---------- Document passage

The nature of this problem is that it will escalate as time goes on, which is why we want to apply the fix as soon as core business hours finish today. Please accept our apologies for the short notice, we hope your clients appreciate this problem was out of our control caused by Cisco software, and we are working as best we can to resolve it quickly.

We apologise for any inconvenience this may cause, please do not hesitate to contact us if you have any queries or questions regarding this maintenance window.

UPDATE 01:56 - Servers are starting to come back online now, we have requested a full reason for outage from the data centre as to why this took much longer than expected and we will be contacting all customers once we have the facts.

UPDATE 05:38 -

The following update has been issued by our data centre:

This is a further update to our earlier message regarding the problems with the scheduled maintenance.

As mentioned in our previous message, there was a complication with the new firmware which required additional troubleshooting. During this time there was no connectivity to Spectrum House North Side (RSH Nth), one of the zones in one of our datacentres in Maidenhead. The network, including the London fibre ring and all external peering points, remained in full working order.

Full service to RSH Nth should have been restored by approximately 03:30. Small outages of less than 5 minutes may still be experienced by individual subnets as final configuration work is completed. These will be completed by 07:00. If anyone is still experiencing any problems please contact us immediately and we”ll do our best to resolve them for you.

--------------------

**Problems:**
A. Decide whether each of the following statements agrees with the maintenance notice, answering yes or no and quoting the words of the notice that settle it: (i) The London fibre ring stayed in full working order during the maintenance. (ii) Full service to RSH Nth should have been restored by approximately 05:38. (iii) RSH Nth is one of the zones in a datacentre in Maidenhead.
B. Transcribe the maintenance notice from "The following update" to "the scheduled maintenance.".
C. According to the maintenance notice, by what time will the final configuration work affecting individual subnets be completed?

---------- Raw records

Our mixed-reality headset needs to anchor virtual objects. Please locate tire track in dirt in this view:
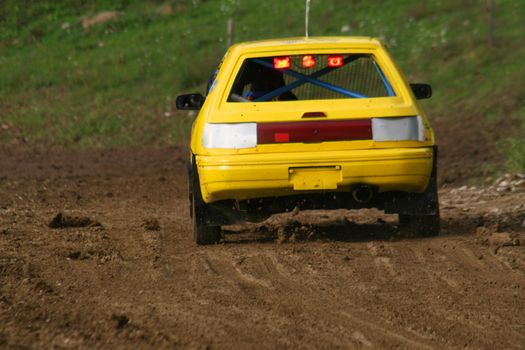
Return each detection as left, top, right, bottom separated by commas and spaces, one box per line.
0, 149, 525, 349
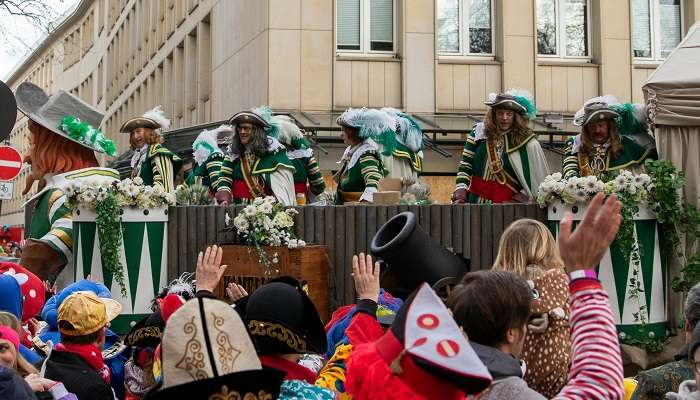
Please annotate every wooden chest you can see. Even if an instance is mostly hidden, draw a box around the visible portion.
[216,245,329,323]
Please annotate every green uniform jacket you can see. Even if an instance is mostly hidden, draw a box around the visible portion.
[456,128,549,203]
[27,168,119,263]
[132,144,182,192]
[562,134,650,179]
[334,139,386,204]
[185,153,224,190]
[214,146,295,204]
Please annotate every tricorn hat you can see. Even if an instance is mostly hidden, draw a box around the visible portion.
[0,81,17,140]
[228,111,270,129]
[245,276,327,355]
[574,101,620,126]
[146,297,284,399]
[484,89,537,119]
[119,106,170,133]
[15,82,117,156]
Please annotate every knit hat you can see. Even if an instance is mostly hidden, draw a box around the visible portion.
[484,88,537,119]
[119,106,170,133]
[58,291,122,336]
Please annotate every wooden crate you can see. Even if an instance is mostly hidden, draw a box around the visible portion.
[216,245,329,322]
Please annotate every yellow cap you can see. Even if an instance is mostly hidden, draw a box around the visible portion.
[58,291,122,336]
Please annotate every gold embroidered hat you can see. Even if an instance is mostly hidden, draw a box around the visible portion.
[243,276,328,355]
[146,298,284,400]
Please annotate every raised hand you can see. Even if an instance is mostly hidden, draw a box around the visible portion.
[352,253,379,302]
[195,245,227,292]
[559,193,622,272]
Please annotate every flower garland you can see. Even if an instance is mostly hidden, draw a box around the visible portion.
[59,115,117,157]
[226,196,306,275]
[63,177,175,297]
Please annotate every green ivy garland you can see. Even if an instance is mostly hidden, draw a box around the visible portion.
[95,191,127,297]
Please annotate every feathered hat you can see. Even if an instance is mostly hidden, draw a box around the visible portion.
[484,88,537,119]
[381,107,423,152]
[192,125,234,165]
[336,107,396,153]
[119,106,170,133]
[574,94,646,135]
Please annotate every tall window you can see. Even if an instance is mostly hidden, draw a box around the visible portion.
[336,0,397,53]
[537,0,590,58]
[632,0,682,60]
[437,0,494,55]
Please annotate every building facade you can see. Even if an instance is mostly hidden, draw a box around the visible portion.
[0,0,700,225]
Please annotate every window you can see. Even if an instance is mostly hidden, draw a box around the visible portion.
[632,0,682,60]
[537,0,589,58]
[437,0,494,55]
[336,0,396,53]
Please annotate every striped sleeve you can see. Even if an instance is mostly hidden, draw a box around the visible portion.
[562,139,581,179]
[555,280,624,400]
[306,156,326,195]
[39,190,73,262]
[204,154,224,187]
[212,155,233,192]
[455,132,476,189]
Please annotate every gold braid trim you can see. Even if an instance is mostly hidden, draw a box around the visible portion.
[248,319,308,353]
[486,137,506,185]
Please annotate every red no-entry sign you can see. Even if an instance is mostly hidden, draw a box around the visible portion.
[0,146,22,181]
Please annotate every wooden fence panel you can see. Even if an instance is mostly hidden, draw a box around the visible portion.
[167,204,547,314]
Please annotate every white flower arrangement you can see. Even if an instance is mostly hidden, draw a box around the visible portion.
[226,196,306,273]
[537,170,654,207]
[63,177,175,210]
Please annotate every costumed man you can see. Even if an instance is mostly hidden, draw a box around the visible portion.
[381,107,423,181]
[562,95,656,179]
[119,106,182,192]
[236,276,336,400]
[253,106,326,205]
[333,108,396,204]
[452,89,549,203]
[215,111,296,206]
[185,125,233,195]
[15,82,119,287]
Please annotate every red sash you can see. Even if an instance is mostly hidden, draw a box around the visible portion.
[469,175,515,203]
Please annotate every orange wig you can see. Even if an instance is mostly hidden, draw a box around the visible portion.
[23,120,98,193]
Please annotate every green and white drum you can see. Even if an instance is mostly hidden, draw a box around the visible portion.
[548,202,669,342]
[73,207,168,333]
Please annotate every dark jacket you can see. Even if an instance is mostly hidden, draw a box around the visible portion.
[44,350,114,400]
[470,342,546,400]
[0,366,36,400]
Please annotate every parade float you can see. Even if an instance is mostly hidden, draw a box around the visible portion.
[537,160,698,351]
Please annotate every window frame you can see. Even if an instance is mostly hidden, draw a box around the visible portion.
[535,0,593,61]
[629,0,685,64]
[333,0,399,57]
[435,0,496,59]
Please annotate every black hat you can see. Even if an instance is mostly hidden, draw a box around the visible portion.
[245,276,327,355]
[124,312,165,348]
[370,212,467,299]
[0,81,17,141]
[228,111,270,129]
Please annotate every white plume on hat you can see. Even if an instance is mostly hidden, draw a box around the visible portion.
[574,94,620,121]
[143,106,170,130]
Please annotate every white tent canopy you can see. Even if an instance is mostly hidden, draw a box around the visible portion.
[642,23,700,126]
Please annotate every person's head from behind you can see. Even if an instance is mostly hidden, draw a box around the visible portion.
[447,271,532,357]
[683,283,700,343]
[493,219,564,279]
[58,291,122,348]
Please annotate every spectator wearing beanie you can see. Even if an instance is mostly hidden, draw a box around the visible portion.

--------------------

**Exercise solutions:**
A.
(i) Yes: "The network, including the London fibre ring and all external peering points, remained in full working order."
(ii) No: "Full service to RSH Nth should have been restored by approximately 03:30."
(iii) Yes: "Spectrum House North Side (RSH Nth), one of the zones in one of our datacentres in Maidenhead."

B.
The following update has been issued by our data centre:

This is a further update to our earlier message regarding the problems with the scheduled maintenance.

C. By 07:00.